WHAT YOU WILL DO: Locate each line of the data below that contains the string "input", and copy those lines. Matching is case-sensitive.

------------------------------------------------

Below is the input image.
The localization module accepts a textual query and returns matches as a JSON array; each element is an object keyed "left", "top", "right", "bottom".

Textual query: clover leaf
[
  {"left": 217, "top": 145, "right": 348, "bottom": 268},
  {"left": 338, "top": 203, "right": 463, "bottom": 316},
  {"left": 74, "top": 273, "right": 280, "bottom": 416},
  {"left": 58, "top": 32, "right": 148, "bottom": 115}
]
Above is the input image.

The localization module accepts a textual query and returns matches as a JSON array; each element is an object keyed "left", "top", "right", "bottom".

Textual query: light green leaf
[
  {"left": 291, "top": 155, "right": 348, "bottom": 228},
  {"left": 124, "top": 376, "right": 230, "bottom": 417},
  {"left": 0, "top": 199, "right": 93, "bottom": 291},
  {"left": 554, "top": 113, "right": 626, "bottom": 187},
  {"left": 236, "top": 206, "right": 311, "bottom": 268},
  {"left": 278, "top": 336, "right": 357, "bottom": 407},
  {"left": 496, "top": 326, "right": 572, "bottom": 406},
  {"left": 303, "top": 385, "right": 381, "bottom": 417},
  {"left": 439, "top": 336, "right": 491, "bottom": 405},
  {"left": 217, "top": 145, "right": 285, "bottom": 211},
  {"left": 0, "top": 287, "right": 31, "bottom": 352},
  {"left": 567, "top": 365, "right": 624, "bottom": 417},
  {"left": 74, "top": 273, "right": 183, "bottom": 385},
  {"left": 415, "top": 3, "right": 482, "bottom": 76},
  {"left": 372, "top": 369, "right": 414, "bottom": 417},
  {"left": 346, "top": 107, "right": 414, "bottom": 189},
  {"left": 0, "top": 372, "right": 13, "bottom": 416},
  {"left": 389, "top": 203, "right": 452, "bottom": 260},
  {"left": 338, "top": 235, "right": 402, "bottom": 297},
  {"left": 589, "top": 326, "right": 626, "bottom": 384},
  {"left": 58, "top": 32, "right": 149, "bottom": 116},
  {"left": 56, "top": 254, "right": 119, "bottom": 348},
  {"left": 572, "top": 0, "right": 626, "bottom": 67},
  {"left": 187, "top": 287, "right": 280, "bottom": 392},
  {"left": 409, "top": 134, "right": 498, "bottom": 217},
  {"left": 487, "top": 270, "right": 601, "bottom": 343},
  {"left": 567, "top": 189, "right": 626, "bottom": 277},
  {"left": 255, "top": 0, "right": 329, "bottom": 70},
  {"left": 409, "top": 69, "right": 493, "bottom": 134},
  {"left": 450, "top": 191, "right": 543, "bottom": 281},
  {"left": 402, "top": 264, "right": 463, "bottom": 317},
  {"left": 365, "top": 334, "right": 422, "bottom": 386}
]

------------------------------------------------

THE COMPLETED TASK:
Below is the input image.
Above is the input image.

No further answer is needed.